* [STATED EXERCISE A]: In the rows starting at the line containing "Where can you spot the child in blue jacket" and ending at the line containing "column 179, row 130", replace "blue jacket" with "gray jacket". Give only those lines, with nothing else changed.

* [DOCUMENT TEXT]:
= = =
How to Make a Cylindrical Combination Lock In Unity, Part II

10th January 2025 • 7 min read

In the previous part, we created a cylindrical combination lock with four digits. We wrote all the scripts and assembled the lock manually in the editor from various assets. But what if we want to quickly generate a lock with any number of digits? We could prepare prefab variants with digits ranging from 3 to 10, for example, or we can create an editor tool to handle the assembling for us.

In today's part, we'll see that building such a tool is not difficult if we prepare modular parts cleverly. And that's where we're going to start. If you followed along in the previous part and wish to continue, open the project and briefly review the Lock structure in the scene hierarchy.

Now, create a new directory in the Assets folder of your project and name it Prefabs. Drag everything out of the Lock game object in scene hierarchy, reset its position to zero, and turn the empty Lock into a prefab by dragging and dropping it into the Prefabs directory. Make sure that the Lock script and the MaterialSwitcher script, along with all assigned values and material references, remains on the Lock prefab.

Lock and MaterialSwitcher script that we setup in the previous part.

Repeat the same steps for one of the cylinders, don't forget to zero their positions, and do the same also for the case parts. While turning into a prefab the Case_Middle object, set the Y component of its scale back to 100. In the end, you should have a total of five prefabs: Lock, Cylinder, Case_Side_L, Case_Side_R, and Case_Middle. Again, make sure all the scripts remains on these prefabs.

LockFactoryWindow Editor Script

We now have all the prefabs we need, so let's implement an editor window script. Create a new directory in the Assets folder and name it Editor. It's important to place all scripts that depend on the Unity Editor API inside this directory to ensure they are excluded from the build. Inside this Editor directory, create a new file and name it LockFactoryWindow.cs.

Let's now implement the LockFactoryWindowclass, starting with variables for input fields with default values and GameObject references for the five prefabs we just created.
= = =
* [TASK MATERIAL]:
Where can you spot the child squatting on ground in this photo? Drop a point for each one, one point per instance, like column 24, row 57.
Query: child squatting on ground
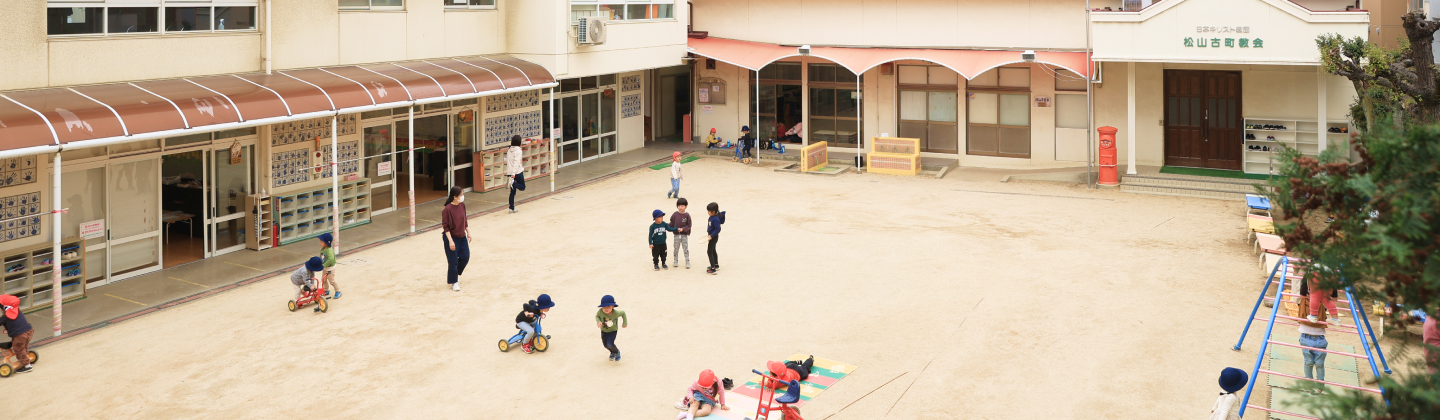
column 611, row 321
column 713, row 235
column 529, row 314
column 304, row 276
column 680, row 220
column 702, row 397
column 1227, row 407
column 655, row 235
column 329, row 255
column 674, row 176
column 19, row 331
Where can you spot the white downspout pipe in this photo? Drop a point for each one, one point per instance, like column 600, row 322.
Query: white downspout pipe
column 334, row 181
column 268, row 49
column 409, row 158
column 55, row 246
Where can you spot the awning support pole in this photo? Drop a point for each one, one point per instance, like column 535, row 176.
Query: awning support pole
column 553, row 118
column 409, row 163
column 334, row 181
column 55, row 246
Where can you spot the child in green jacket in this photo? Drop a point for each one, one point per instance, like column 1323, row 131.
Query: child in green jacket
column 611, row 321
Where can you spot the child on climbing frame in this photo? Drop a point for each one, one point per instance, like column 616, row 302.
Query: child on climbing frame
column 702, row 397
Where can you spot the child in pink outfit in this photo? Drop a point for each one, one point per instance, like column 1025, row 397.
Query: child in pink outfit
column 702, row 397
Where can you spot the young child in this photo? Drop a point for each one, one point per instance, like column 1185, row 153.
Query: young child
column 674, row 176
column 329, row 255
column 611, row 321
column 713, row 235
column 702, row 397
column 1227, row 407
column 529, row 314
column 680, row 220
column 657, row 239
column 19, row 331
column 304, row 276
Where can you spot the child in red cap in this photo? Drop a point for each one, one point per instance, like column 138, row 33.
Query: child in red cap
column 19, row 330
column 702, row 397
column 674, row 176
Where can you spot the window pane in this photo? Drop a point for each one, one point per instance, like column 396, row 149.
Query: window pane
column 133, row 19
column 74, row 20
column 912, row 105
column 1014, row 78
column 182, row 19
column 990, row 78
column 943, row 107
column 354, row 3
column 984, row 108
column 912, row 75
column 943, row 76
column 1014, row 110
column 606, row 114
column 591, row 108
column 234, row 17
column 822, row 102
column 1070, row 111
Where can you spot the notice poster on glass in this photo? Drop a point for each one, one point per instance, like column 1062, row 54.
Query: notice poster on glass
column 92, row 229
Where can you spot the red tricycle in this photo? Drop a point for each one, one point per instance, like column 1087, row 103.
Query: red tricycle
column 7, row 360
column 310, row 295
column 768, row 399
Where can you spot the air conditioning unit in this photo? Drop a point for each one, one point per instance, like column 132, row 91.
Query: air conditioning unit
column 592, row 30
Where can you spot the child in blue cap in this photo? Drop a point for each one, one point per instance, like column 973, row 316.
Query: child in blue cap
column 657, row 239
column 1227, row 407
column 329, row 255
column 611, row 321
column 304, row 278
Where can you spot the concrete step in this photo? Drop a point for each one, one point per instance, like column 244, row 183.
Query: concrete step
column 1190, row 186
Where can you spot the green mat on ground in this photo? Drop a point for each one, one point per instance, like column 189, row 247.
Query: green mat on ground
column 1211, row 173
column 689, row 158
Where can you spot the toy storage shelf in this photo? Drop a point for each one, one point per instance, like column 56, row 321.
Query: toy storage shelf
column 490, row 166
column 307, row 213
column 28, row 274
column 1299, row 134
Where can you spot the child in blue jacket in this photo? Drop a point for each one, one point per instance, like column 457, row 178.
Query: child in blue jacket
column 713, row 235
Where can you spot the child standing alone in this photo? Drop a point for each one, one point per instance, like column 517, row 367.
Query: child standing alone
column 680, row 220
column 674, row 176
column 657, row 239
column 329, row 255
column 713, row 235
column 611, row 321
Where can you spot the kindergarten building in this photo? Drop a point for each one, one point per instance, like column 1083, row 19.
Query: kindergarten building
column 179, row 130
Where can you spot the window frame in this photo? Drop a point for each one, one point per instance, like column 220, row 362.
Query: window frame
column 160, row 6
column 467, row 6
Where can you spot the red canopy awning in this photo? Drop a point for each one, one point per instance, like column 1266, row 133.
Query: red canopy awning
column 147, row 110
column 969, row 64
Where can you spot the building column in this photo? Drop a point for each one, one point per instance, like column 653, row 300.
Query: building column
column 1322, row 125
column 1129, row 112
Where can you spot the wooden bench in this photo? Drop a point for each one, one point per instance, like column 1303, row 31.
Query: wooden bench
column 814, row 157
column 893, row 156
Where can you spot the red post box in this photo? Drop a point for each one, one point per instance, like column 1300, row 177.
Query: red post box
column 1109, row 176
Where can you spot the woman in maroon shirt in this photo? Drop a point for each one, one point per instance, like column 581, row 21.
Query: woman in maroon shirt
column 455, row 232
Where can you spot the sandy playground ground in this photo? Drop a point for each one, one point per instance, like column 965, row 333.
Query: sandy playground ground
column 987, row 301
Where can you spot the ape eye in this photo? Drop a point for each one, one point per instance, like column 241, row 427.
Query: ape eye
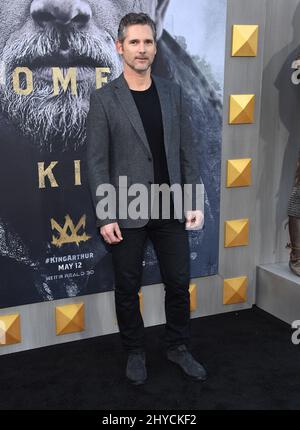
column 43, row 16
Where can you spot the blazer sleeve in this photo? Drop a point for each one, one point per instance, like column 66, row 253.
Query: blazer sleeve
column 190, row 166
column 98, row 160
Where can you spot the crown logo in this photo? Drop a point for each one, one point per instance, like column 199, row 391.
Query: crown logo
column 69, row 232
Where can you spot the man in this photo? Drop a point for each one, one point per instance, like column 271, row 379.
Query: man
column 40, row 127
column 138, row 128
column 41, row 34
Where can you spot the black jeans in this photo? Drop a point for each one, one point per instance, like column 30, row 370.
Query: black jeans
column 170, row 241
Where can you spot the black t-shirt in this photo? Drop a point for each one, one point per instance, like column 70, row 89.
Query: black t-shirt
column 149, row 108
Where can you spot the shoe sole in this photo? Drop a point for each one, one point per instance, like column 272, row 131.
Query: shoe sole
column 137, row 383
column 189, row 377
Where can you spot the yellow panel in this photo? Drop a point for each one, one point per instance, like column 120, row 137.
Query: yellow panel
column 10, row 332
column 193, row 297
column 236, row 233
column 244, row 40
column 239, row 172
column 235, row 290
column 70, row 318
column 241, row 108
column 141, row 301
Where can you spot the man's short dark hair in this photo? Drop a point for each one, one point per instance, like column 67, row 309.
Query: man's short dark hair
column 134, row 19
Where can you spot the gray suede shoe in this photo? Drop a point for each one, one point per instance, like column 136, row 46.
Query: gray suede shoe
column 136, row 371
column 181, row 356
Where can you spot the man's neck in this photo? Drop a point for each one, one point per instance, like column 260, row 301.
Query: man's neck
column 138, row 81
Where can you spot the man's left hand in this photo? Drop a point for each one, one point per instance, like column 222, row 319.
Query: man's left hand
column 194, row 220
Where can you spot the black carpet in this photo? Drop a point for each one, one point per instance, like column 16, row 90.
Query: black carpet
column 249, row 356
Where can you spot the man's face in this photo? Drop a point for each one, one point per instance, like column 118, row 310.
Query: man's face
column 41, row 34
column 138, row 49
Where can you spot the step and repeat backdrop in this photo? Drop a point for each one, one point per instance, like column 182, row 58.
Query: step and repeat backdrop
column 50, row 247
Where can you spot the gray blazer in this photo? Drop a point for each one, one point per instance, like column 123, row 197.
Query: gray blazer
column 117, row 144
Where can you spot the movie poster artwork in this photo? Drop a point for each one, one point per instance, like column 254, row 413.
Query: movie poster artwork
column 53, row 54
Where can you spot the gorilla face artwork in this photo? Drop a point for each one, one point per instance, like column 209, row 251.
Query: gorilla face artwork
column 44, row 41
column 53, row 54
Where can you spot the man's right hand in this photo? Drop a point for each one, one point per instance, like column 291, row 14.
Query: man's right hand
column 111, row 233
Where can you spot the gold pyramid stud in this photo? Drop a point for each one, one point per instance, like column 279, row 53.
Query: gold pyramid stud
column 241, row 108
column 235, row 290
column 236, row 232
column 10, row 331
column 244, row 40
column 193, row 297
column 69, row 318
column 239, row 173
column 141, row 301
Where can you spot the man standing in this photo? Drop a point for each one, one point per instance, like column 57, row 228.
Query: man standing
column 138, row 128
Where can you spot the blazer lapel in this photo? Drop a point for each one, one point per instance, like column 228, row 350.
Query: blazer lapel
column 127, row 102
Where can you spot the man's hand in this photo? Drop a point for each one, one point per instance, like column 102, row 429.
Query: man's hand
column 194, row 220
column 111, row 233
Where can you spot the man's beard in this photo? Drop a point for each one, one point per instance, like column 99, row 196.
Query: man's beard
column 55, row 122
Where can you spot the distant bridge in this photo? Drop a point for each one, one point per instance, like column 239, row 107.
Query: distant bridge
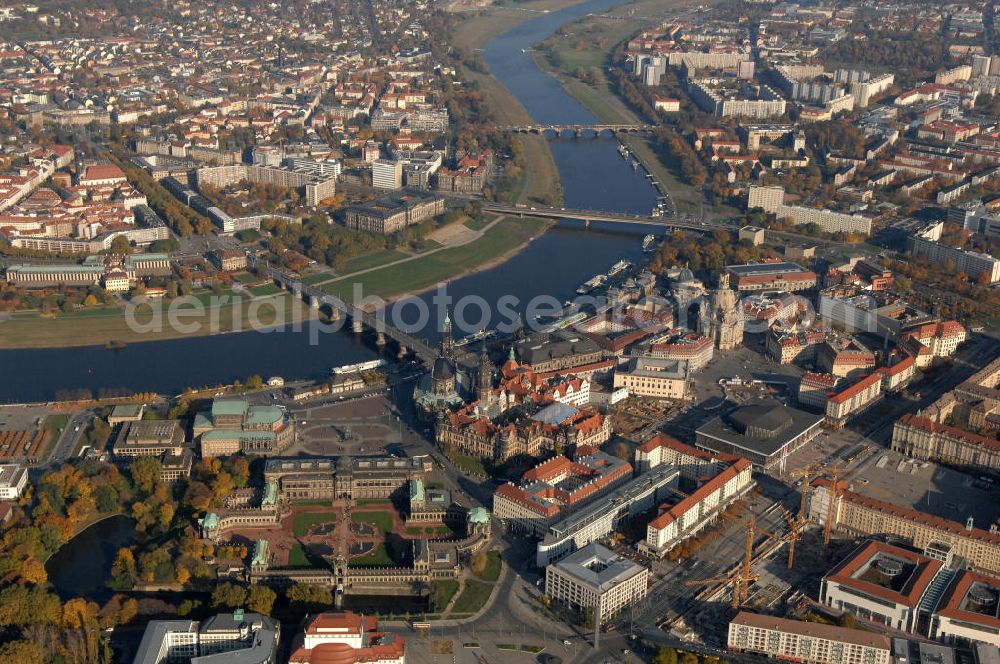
= = =
* [STATED EXERCISE B]:
Answer these about the Unity lock article:
(i) How many prefabs should you have in the end?
(ii) What value should the Y component of the Case_Middle scale be set back to?
(iii) What name is given to the file created inside the Editor directory?

* [CORRECT RESPONSE A]:
Where can you spot the child in gray jacket in this photo? Drop a point for each one, one point per instance, like column 457, row 178.
Query: child in gray jacket
column 713, row 235
Where can you spot the child standing alone in this photo? Drop a point for each one, one point per instance, like column 517, row 367.
Query: child standing alone
column 680, row 220
column 674, row 176
column 657, row 239
column 329, row 255
column 713, row 235
column 611, row 321
Where can you spot the kindergarten building in this photo? Drop a point for each one, one point per instance, like column 1083, row 19.
Query: kindergarten building
column 179, row 130

* [CORRECT RESPONSE B]:
(i) Five
(ii) 100
(iii) LockFactoryWindow.cs